Selected excerpt Start Marker

Glass-moving is used as a form of divination or to contact the deceased or spirits.
What happens during the process of glass-moving?
The alphabet is arranged in a circle on the table, with a glass plate and a liqueur glass above it. After the medium has invoked the “spirit of a dead person”, questions are asked by those present. The glass glides automatically – without a source of energy – over individual letters, which then produce the answers. Parapsychologists and psychologists try to explain this phenomenon by saying that the subconscious of the person asking the questions has been tapped. The question of how to explain the movement of the glass remains open.
Glass-moving is a form of Spiritism is a form of spiritism (=spirit cult).
The German ophthalmologist, occultist and writer Rudolf Tischner confirmed: “Spiritism is a spiritual movement based on the conviction that people can contact the deceased through certain persons, the “mediums”, and thus receive revelations from the beyond”.
This also indicates an important motive for the spread of Spiritism: People want to get in touch with deceased friends or relatives, or simply, perhaps out of curiosity, to learn something about the afterlife. There are different types of spiritualism, such as apparitions, moving glass, table lifting, speaking in trance and automatic writing.
What forces are at work in Spiritism?
They are the demonic powers and forces that once fell away from God with Satan, i.e. the fallen angels who appear as spirits and ghosts, who cause knocking noises, make instruments play by themselves, write messages without hands or mysteriously move people from one place to another in the shortest of times, even make things float without human help (telekinesis). (Source: “Health at any price”, Samuel Pfeifer)

Selected excerpt End Marker

» **Things to do**:
1 - Reproduce the portion of the glass-moving text that begins at the words "What happens during" and stops after "spiritism (=spirit cult).".
2 - In the glass-moving text, shorten the paragraph starting "The alphabet is arranged in a circle" while keeping its main facts.
None of the lines after the glass-moving text are needed here.

Dataset entries Start Marker

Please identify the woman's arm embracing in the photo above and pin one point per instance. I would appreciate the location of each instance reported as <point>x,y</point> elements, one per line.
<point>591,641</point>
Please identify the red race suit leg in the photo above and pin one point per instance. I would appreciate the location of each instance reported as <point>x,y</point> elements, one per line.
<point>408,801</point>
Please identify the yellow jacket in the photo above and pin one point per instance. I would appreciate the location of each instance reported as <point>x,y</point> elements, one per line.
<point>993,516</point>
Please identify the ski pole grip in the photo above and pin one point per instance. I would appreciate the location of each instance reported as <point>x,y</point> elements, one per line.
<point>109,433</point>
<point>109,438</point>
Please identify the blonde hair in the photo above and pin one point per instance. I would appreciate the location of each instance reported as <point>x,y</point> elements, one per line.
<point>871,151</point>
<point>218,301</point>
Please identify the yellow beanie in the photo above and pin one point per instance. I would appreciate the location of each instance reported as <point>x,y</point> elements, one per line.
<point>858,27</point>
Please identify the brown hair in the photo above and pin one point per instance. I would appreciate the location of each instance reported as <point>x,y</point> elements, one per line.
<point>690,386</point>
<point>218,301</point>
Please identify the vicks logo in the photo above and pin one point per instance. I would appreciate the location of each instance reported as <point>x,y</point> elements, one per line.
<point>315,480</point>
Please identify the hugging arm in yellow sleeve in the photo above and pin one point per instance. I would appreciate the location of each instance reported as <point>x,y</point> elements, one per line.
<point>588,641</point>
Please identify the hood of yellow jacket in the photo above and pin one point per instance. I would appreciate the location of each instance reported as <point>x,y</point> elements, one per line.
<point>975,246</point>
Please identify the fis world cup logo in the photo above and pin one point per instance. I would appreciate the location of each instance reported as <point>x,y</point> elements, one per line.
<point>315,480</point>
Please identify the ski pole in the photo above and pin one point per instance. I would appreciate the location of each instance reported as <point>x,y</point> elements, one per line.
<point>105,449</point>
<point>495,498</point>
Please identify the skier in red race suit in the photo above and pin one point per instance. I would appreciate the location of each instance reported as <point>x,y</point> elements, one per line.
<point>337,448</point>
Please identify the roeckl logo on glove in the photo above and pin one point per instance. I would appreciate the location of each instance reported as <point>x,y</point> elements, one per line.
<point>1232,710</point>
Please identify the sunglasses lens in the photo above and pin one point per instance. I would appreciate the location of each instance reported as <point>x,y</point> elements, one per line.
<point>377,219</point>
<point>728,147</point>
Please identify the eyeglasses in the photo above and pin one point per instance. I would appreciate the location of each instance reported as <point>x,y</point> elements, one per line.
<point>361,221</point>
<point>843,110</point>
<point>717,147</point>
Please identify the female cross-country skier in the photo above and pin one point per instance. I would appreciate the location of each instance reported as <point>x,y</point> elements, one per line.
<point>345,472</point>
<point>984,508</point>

Dataset entries End Marker

» **Task-by-task outputs**:
1 -
What happens during the process of glass-moving?
The alphabet is arranged in a circle on the table, with a glass plate and a liqueur glass above it. After the medium has invoked the “spirit of a dead person”, questions are asked by those present. The glass glides automatically – without a source of energy – over individual letters, which then produce the answers. Parapsychologists and psychologists try to explain this phenomenon by saying that the subconscious of the person asking the questions has been tapped. The question of how to explain the movement of the glass remains open.
Glass-moving is a form of Spiritism is a form of spiritism (=spirit cult).

2 - The alphabet is laid out in a circle on a table, with a glass plate and a liqueur glass above it. After the medium invokes the "spirit of a dead person", those present ask questions. The glass then glides by itself, without a source of energy, over letters that produce the answers. Parapsychologists and psychologists explain this as tapping the questioner's subconscious, but how the glass moves remains an open question.